WHAT YOU NEED TO DO. From the items below, copy every line that contains the string "tree".

MATERIAL PROVIDED.
+ + + + +

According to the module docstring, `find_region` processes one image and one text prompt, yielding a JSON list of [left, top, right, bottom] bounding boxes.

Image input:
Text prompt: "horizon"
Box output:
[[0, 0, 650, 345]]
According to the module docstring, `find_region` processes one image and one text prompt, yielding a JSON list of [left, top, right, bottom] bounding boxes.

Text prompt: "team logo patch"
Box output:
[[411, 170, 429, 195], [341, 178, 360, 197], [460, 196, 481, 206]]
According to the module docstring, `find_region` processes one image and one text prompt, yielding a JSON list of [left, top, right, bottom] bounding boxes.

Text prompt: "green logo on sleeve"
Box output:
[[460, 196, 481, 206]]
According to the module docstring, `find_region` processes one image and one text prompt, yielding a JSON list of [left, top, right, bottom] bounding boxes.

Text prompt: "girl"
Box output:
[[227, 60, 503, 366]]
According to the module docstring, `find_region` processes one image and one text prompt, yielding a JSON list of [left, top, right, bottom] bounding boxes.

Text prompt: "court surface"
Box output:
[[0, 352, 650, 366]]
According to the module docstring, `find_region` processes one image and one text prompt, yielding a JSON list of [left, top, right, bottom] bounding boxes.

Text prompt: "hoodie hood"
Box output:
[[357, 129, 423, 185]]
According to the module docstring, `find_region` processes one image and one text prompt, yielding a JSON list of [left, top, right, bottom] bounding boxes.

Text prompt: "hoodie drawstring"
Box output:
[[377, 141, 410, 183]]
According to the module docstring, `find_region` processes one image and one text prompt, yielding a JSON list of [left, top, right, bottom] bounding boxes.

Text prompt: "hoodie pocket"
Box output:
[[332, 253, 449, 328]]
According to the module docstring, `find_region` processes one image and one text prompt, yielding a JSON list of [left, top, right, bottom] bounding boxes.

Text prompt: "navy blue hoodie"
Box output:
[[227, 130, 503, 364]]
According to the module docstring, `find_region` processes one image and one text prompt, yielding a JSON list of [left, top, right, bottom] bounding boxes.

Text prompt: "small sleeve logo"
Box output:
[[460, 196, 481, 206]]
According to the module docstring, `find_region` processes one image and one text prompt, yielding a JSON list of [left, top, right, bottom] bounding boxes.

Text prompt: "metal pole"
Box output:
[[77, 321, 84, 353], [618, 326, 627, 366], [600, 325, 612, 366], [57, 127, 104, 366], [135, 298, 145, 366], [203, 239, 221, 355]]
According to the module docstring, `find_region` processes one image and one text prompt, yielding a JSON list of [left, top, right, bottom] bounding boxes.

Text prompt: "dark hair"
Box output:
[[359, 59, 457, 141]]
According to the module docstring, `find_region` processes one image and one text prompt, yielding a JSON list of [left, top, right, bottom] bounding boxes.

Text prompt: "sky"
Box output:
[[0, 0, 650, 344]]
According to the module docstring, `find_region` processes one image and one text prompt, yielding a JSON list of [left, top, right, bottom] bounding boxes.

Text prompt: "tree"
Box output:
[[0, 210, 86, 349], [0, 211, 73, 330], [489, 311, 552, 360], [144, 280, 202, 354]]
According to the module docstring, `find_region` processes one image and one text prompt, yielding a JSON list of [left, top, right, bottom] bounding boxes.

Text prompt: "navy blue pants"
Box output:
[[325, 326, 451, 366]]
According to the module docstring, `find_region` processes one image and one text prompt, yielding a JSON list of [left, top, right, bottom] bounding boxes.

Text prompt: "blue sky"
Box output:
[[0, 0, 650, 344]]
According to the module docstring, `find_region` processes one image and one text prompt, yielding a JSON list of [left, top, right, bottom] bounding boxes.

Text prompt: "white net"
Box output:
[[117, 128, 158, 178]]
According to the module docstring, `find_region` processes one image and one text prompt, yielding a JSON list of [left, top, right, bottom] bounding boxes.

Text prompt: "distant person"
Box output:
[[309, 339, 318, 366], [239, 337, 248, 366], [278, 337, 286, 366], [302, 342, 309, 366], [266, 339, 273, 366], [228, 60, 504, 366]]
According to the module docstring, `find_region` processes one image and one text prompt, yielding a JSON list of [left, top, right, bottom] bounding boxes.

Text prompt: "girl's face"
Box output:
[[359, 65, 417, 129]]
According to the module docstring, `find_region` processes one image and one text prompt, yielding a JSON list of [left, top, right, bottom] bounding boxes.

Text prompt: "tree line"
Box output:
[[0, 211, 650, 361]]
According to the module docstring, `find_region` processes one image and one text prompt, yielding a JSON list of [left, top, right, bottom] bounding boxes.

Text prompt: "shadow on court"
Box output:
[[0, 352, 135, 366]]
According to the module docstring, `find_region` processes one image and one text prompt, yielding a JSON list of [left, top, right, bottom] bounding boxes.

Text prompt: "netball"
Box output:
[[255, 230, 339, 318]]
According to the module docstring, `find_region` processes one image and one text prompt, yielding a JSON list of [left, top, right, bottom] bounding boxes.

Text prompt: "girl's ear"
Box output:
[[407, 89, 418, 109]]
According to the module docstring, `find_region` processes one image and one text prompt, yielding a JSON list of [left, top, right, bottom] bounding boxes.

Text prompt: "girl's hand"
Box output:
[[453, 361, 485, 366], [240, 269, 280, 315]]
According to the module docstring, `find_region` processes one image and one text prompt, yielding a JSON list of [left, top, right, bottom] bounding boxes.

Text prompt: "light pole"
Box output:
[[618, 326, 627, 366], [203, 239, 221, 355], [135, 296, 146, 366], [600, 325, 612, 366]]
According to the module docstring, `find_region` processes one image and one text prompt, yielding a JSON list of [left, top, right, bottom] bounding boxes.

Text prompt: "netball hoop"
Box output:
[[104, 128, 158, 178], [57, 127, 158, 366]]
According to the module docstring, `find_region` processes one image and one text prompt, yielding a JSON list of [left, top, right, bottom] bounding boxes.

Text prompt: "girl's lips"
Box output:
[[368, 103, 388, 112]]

+ + + + +

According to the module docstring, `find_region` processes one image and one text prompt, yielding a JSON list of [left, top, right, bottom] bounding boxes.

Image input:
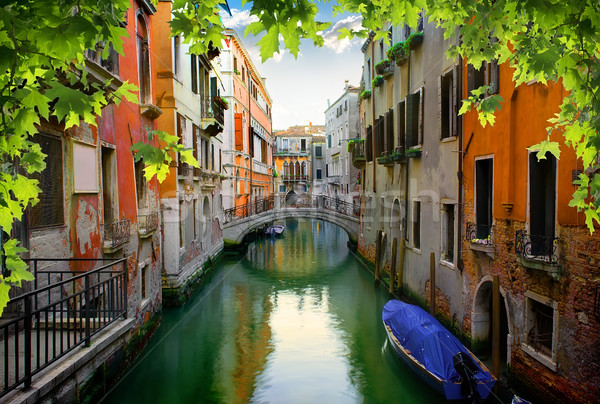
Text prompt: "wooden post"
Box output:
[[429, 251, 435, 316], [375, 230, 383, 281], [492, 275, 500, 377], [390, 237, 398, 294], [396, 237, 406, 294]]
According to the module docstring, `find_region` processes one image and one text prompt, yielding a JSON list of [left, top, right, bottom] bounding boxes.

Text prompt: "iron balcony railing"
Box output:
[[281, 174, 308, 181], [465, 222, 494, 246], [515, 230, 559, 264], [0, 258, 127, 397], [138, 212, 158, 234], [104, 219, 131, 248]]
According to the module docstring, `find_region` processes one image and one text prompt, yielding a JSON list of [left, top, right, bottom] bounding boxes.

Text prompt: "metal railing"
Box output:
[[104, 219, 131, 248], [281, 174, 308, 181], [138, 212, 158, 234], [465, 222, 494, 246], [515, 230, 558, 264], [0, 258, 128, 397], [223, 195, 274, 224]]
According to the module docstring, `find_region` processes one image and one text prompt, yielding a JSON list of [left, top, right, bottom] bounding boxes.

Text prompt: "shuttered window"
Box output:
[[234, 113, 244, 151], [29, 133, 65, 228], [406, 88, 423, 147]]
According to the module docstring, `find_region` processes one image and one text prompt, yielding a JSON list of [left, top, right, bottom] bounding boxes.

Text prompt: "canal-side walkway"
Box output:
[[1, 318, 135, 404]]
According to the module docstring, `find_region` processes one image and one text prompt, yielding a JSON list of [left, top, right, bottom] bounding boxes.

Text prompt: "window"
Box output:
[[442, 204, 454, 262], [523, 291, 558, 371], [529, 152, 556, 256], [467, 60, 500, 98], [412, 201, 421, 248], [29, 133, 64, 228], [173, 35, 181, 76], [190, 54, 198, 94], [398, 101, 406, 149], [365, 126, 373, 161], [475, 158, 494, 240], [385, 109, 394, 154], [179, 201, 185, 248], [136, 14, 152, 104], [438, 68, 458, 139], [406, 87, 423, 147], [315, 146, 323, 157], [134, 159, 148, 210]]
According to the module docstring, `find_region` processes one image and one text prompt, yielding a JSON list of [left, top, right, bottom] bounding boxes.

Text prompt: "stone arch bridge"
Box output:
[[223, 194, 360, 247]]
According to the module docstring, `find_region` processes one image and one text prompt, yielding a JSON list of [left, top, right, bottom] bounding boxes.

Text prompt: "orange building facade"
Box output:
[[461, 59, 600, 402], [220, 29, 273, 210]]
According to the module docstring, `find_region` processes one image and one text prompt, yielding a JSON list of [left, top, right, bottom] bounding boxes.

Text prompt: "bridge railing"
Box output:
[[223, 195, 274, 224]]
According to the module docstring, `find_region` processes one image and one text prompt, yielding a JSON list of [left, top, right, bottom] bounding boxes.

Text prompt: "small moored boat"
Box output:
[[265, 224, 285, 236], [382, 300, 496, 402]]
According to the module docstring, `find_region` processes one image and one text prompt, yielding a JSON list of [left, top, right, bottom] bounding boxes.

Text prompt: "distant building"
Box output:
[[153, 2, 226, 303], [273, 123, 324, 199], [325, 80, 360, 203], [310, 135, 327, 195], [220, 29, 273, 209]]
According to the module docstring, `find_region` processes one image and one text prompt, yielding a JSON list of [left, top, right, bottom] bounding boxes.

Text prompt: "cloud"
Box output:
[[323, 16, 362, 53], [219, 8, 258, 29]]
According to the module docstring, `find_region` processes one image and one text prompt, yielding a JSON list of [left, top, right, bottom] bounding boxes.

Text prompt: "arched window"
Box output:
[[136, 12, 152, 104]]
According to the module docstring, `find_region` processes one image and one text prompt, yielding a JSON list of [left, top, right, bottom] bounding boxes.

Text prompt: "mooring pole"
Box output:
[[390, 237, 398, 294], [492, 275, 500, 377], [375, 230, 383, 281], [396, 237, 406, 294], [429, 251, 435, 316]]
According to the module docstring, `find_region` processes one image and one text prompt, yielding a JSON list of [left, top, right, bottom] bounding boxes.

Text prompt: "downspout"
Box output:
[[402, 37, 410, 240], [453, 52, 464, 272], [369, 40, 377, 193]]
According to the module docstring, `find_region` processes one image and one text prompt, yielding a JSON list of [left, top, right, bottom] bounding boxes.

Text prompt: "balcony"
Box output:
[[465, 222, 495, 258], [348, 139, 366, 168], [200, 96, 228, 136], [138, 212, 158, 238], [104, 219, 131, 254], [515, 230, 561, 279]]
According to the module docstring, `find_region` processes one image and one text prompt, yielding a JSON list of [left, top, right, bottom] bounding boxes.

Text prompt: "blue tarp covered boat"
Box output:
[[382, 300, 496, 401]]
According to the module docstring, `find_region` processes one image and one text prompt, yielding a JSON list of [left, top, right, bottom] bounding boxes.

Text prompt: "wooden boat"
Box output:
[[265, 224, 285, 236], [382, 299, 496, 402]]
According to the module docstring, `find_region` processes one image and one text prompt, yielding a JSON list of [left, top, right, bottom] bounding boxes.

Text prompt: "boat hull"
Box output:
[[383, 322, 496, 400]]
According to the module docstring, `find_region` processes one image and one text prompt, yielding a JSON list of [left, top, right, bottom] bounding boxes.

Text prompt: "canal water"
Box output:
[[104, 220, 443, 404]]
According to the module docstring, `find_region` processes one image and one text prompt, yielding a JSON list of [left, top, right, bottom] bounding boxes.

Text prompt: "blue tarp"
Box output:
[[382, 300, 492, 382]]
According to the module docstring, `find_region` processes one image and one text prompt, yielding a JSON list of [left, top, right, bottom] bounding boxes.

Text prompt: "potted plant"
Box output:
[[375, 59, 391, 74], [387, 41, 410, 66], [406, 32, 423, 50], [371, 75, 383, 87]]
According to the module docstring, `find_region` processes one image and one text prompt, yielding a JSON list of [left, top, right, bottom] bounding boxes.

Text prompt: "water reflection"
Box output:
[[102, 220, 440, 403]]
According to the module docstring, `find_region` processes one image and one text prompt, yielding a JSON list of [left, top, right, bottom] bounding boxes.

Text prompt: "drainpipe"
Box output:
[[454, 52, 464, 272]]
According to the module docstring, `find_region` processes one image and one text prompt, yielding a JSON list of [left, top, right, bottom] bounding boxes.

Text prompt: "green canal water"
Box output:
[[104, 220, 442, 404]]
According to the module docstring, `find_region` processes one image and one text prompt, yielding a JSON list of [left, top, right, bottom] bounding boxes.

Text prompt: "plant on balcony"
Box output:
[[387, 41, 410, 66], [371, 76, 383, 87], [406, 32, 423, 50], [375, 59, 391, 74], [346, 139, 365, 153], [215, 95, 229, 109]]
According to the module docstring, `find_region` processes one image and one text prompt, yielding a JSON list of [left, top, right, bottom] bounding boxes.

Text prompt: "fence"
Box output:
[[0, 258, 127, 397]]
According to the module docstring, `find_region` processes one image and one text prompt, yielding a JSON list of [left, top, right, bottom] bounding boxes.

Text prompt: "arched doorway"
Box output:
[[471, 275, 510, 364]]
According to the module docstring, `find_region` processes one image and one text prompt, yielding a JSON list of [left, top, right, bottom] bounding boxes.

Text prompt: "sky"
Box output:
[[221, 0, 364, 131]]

+ + + + +

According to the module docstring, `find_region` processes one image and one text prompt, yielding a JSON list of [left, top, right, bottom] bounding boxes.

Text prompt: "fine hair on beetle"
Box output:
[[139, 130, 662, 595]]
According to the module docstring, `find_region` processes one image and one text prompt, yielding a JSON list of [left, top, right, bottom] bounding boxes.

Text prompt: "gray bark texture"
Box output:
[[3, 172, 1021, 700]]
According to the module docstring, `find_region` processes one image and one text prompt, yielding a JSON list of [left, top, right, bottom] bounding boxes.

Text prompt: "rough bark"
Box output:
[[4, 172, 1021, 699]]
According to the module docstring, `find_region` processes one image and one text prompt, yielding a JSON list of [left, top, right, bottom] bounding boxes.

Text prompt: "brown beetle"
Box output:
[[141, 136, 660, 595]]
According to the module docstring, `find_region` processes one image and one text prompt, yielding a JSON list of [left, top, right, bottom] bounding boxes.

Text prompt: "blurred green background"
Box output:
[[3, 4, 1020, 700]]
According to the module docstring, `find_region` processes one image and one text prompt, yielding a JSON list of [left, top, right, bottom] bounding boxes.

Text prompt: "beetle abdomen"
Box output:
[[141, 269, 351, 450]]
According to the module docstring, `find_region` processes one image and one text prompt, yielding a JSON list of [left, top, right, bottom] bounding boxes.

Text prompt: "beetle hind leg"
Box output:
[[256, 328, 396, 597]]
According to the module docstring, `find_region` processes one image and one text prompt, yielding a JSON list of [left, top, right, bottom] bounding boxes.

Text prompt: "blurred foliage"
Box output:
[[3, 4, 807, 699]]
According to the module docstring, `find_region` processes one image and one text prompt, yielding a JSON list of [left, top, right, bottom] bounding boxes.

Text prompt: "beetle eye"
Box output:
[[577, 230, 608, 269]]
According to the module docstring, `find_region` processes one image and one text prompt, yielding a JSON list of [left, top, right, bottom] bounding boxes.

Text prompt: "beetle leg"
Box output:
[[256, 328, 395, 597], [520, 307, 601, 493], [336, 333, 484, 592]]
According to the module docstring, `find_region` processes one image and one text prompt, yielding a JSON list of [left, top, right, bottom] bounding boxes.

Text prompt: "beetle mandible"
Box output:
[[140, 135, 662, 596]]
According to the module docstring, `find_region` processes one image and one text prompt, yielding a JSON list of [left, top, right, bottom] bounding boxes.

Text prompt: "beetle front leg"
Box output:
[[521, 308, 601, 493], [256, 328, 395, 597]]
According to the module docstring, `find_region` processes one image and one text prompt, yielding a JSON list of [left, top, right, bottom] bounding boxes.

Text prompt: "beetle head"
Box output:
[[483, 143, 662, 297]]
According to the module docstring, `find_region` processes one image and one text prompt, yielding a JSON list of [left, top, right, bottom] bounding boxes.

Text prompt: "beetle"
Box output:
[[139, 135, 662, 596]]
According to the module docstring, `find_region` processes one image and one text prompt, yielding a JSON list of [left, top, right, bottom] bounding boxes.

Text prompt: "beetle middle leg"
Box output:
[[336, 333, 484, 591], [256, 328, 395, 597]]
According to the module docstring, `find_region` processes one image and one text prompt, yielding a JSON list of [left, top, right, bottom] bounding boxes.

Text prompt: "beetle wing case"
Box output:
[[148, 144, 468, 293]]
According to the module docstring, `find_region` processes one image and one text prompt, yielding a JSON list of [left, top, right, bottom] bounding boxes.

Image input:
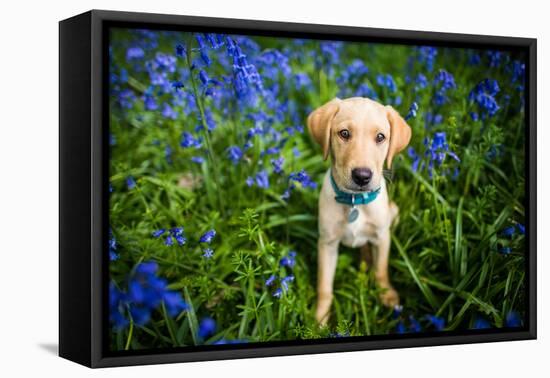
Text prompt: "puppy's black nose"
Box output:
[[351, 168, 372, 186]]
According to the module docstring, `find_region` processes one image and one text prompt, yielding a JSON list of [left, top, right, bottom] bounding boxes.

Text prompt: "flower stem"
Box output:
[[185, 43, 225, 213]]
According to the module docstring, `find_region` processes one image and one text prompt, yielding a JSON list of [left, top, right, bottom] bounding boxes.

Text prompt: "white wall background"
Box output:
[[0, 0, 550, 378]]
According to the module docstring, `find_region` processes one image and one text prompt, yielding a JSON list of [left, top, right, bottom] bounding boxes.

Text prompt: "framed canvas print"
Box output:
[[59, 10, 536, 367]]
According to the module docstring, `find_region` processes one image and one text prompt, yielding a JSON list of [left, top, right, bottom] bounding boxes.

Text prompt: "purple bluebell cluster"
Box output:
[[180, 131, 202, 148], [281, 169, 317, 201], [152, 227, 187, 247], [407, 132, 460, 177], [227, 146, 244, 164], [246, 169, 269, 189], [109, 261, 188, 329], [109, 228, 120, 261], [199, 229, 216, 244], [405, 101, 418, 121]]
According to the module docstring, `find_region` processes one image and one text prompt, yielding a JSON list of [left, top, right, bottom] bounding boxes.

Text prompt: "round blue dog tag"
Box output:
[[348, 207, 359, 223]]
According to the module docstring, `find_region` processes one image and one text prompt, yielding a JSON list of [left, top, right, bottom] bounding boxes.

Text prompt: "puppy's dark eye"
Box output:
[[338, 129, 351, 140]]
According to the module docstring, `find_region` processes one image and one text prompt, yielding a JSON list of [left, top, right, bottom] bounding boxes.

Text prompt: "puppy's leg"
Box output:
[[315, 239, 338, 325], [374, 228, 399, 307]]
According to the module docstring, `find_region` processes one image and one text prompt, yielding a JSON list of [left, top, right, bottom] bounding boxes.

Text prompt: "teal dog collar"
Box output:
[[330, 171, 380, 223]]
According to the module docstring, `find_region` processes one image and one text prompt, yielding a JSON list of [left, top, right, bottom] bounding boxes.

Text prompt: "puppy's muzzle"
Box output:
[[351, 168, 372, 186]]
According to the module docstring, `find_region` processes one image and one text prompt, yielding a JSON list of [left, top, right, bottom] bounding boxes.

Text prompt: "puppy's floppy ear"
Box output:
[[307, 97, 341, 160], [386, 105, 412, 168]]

+ + + + +

FINAL RESULT.
Text prompt: "tree"
Text prompt: "tree line"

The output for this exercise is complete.